-- ROWS start --

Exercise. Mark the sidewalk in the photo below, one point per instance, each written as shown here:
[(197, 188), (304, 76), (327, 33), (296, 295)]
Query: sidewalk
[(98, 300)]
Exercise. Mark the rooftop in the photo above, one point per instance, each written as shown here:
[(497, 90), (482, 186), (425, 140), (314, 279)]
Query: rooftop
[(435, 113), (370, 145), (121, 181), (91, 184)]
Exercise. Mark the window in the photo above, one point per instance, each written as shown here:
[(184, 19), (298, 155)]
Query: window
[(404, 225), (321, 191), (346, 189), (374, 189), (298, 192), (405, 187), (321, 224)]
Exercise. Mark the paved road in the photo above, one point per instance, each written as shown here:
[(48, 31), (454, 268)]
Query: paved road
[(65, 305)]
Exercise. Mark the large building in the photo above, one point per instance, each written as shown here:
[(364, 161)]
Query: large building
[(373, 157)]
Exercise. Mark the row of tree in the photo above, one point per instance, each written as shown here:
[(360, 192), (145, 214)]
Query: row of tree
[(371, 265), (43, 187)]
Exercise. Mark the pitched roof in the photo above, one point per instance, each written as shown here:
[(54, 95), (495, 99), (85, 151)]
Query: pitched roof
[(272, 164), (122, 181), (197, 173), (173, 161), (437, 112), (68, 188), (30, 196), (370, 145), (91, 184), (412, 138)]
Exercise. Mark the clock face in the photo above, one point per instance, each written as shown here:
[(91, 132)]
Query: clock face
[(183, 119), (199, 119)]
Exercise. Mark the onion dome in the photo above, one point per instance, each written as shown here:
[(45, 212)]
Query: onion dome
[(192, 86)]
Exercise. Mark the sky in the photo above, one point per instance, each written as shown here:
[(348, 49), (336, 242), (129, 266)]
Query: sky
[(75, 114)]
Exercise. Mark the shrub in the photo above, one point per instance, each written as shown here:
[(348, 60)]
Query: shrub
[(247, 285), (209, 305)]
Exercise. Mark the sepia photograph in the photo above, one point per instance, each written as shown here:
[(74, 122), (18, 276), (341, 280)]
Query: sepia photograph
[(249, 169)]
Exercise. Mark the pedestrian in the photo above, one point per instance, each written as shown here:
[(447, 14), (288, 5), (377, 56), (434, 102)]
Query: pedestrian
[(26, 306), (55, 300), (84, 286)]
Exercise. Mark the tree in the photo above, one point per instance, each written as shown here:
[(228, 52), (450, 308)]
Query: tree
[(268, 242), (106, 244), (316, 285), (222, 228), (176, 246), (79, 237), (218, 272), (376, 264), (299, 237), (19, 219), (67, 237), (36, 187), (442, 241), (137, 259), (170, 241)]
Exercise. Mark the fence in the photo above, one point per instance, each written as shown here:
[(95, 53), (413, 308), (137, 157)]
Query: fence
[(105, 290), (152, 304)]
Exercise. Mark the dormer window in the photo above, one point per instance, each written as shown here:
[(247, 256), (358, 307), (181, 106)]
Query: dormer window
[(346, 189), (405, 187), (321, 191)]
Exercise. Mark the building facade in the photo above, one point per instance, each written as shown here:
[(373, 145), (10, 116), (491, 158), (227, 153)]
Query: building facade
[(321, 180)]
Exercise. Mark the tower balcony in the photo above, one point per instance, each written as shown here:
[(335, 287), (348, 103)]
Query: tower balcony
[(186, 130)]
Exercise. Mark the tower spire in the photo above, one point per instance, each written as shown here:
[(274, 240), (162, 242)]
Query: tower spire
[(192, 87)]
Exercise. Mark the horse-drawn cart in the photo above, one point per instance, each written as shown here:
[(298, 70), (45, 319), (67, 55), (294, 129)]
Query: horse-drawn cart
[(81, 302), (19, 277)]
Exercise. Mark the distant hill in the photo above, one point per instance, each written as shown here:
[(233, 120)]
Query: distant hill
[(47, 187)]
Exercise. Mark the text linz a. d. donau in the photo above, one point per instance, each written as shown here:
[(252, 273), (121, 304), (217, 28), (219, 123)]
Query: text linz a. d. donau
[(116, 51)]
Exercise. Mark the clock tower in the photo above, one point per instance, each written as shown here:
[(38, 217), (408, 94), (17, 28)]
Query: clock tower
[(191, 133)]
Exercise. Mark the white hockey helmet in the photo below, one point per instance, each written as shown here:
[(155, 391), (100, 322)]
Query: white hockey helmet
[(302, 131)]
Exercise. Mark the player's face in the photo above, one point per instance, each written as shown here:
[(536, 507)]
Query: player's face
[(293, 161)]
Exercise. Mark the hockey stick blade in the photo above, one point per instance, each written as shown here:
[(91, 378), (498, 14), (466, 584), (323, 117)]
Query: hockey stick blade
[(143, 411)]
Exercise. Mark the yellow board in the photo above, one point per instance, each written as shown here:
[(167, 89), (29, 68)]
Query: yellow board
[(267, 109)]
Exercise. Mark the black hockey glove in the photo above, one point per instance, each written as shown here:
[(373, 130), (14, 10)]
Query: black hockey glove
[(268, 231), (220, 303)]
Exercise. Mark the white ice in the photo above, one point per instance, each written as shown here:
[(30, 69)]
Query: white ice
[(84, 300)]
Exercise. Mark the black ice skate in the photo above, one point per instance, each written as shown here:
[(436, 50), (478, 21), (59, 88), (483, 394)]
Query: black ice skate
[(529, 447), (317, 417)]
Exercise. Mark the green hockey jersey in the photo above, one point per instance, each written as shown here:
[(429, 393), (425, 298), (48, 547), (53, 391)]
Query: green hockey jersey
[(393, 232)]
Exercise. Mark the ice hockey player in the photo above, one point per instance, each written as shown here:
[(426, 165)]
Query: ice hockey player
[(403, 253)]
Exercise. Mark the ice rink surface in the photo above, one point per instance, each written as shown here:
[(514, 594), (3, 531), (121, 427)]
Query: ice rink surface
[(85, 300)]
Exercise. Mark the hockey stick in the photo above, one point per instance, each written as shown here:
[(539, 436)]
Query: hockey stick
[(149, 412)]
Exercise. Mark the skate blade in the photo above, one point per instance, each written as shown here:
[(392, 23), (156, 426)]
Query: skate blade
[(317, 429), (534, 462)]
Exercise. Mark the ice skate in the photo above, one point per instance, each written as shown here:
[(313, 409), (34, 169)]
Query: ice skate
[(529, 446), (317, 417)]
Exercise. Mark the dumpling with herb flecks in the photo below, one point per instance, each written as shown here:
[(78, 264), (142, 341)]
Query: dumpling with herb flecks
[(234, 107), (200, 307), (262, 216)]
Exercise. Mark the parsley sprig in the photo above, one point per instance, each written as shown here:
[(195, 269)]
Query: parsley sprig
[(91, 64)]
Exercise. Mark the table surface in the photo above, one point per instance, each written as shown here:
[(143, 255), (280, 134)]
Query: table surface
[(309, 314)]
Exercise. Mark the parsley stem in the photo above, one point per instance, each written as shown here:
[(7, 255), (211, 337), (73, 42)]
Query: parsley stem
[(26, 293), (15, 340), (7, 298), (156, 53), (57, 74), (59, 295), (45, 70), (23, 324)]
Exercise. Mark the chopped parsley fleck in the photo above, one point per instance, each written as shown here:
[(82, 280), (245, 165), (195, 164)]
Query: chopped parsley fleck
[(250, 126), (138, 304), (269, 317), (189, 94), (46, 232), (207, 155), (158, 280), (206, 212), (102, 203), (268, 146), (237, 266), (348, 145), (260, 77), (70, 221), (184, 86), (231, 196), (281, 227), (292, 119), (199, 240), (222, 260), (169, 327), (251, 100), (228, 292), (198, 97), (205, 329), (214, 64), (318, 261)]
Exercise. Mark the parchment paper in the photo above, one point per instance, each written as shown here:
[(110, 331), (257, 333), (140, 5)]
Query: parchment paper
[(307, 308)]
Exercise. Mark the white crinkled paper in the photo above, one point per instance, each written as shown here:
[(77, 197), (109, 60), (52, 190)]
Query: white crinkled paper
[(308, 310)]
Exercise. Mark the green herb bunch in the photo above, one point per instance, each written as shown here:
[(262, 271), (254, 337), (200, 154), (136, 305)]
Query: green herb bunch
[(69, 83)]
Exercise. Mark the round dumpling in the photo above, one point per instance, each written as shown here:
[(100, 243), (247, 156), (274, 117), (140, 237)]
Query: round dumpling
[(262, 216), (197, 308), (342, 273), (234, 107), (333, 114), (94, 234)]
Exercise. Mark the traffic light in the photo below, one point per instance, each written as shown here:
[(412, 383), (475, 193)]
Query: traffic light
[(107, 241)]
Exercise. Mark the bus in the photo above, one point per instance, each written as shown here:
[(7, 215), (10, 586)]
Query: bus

-- ROWS end --

**TASK PROMPT:** Begin with the line containing "Exercise. Mark the green herb" and repeat each line exactly until the records above end.

**ANSWER IN FULL:**
Exercise. Mark the green herb bunch in the photo above, one point per instance, each written as shown here:
[(262, 271), (254, 337), (200, 154), (136, 305)]
Query: green herb bunch
[(69, 83)]
Exercise. Mark the round dumpling in the photo above, one point per instance, each written as shown here:
[(100, 243), (247, 156), (274, 117), (140, 237)]
Query: round dumpling
[(262, 216), (197, 308), (342, 273), (234, 107), (333, 114), (94, 234)]
Exercise. Mark the traffic light in the photo below, one point per instance, each written as shown here:
[(412, 383), (475, 193)]
Query: traffic light
[(107, 241)]
Exercise. Mark the bus in the photo above, one point per instance, each written as shown here:
[(7, 215), (10, 586)]
Query: bus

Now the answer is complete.